## Records shown

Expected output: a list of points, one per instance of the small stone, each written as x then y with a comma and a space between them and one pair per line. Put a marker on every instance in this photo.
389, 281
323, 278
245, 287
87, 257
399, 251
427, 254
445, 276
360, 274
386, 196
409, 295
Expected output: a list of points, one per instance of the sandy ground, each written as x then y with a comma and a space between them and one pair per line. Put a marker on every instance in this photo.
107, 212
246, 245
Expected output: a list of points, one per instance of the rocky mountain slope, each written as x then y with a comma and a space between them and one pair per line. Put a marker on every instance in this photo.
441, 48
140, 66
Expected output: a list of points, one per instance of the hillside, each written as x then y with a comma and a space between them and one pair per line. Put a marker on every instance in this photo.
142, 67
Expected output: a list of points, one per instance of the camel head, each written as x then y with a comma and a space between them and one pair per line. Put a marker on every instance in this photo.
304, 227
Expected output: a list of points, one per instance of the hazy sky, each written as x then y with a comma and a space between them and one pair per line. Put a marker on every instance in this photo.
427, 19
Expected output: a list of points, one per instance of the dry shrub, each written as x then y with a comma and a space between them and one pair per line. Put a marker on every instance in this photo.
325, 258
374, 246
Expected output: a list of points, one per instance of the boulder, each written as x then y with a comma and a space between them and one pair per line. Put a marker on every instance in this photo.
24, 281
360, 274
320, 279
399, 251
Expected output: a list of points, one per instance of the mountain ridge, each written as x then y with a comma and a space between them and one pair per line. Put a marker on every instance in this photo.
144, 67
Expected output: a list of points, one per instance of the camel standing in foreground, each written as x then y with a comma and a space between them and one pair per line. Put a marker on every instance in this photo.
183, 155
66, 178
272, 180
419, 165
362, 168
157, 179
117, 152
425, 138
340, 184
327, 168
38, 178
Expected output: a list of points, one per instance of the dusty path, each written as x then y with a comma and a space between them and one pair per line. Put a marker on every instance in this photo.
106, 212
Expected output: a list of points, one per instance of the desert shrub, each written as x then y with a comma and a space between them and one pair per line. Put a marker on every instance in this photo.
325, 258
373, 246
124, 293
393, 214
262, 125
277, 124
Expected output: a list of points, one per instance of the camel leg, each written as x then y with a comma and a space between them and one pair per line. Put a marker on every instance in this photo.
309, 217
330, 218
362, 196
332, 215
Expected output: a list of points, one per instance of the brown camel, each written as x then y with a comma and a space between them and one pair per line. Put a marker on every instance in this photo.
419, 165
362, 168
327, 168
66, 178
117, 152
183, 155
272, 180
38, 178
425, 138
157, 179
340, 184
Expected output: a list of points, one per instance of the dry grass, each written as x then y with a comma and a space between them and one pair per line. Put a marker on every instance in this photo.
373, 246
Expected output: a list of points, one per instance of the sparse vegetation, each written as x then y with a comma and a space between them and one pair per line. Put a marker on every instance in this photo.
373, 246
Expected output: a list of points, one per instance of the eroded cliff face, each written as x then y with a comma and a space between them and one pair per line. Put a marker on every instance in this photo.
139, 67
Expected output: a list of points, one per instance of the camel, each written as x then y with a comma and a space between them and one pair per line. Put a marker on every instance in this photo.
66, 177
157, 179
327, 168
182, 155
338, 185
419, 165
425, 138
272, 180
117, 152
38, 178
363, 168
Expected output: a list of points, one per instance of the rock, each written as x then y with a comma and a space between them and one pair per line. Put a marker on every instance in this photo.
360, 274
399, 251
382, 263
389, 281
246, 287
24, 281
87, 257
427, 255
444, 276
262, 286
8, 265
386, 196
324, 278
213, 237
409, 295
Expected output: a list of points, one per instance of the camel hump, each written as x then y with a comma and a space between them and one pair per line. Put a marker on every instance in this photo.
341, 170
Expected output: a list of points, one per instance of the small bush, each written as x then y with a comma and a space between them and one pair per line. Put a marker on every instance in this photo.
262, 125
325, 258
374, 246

## Task statement
Put all of the material above into a two-column CSV with the headers instruction and points. Make one row per entry: the entry's text goes in instruction and its coordinate pairs go in points, with each field in double quotes and line breaks replaced by spaces.

## Output
instruction,points
"Expected output: a list of points, one per instance of the small stone, each written as x then y with a comma and a space between them and one pair per line. Put a marker on every instance in this photo.","389, 281 323, 278 245, 287 87, 257 399, 251 427, 254 445, 276 360, 274 386, 196 409, 295"
"Expected output: a list of points, one per instance of the sandy ground, each written as x then y with a comma and a space between them and one pair per line. Put a marker on every instance in this photo.","107, 212 246, 245"
"Expected output: a list of points, one per instance of the rocky mountain slope, each written as x then y with a comma and a space between them and one pair per line. Put a marker on every instance in this photo.","441, 48 140, 66"
"Expected output: a list of points, one per instance of the hillside, each written as x then y with a comma and a space between them and one pair per line. Put a marker on every instance in this photo.","142, 67"
"Expected output: a list of points, one per instance of the camel head, each written as x then y with a comma and a space between them and one pair per line. Put a marker on every instance in this photo.","304, 227"
"Expected output: a list of points, one per instance of the hazy sky, each written as x then y with a comma and a space between them and one pair per line. Put a marker on every instance in this photo.","427, 19"
"Expected output: a list of points, one per instance of the dry shrub, each written as x then y with a comma and a space between them and one pair per line. Put a marker on every instance in this photo.","325, 258 374, 246"
"Expected output: a list of points, one per instance of the boulder, each written as x then y with a comma and a space between them and one pair per line. Put a marker on every instance in this photo.","24, 281 360, 274 320, 279 399, 251"
"Expected output: a list of points, one per instance of the mountain ridge, each written as x then y with a comma and a space between them and one pair per line. Put a marker on every instance in this photo.","144, 67"
"Expected output: a list of points, one per instance of the camel standing in foreground, each written as x then y with a comma and a space between them and one pair per line. Put a marker on every instance in this photo.","183, 155 66, 178 272, 180 419, 165 362, 168 157, 179 117, 152 425, 138 340, 184 327, 168 38, 178"
"Expected output: a list of points, one per instance of the dusty path, each written as x then y with a comma and a space between them and one pair per line. Put a marker on every instance in this photo.","106, 212"
"Expected output: a list of points, one per instance of the desert shrub, each written as x then y with a comma and a space between them and one pair per line. Put a marker on every instance in this photo.","325, 258 373, 246 124, 293 393, 214 262, 125 277, 124"
"Expected output: a list of points, one per instance of the camel leg, each written as x then y with a comma and a space between them and one pair per line. Put a marker on every instance in this photo.","309, 217 330, 218 362, 196 332, 215"
"Expected output: a list of points, one per instance of the brown camel, each written as x then y with a comma and a space between them and one pair per line. Put a marker on every instance in this photo.","419, 165 362, 168 327, 168 66, 178 117, 152 183, 155 272, 180 38, 178 425, 138 157, 179 340, 184"
"Expected output: a list of points, one per instance of the dry grass, each written as x then y with a comma and a space between them and one pair per line. Put a marker on every instance in this photo.","373, 246"
"Expected output: a list of points, one per instance of the sparse vegetation, each written as x then y with a comma and a space between them and one pair per line. Put a marker on every instance in this photo.","373, 246"
"Expected output: a list of points, one per instance of the eroded cliff face, each written as x then y with a comma and a space between them and one pair per line. Put a marker on every instance in this photo.","139, 67"
"Expected output: a list of points, one per instance of the camel, each written as x then y with a comma and a space between them and one pair per line. Put a marker on every instance in this photo.","66, 177 157, 179 327, 168 182, 155 338, 185 419, 165 425, 138 272, 180 117, 152 38, 178 363, 168"
"Expected output: a list of points, one per instance of the rock, each written as x then y with a comma and a space between them and one pair per line. Put a marker on every instance in this photo.","360, 274 399, 251 382, 263 389, 281 246, 287 24, 281 87, 257 427, 255 444, 276 262, 286 8, 265 386, 196 324, 278 213, 237 409, 295"
"Expected output: a list of points, one per instance of the camel hump, each written as x then y with a comma and a space between them and one pair per line. Put a marker on every instance in this photo.","341, 170"
"Expected output: a list of points, one per instance of the small bush, each written as x then y with a comma and a space between them and one pair per line. Put a marker on every instance in this photo.","262, 125 325, 258 374, 246"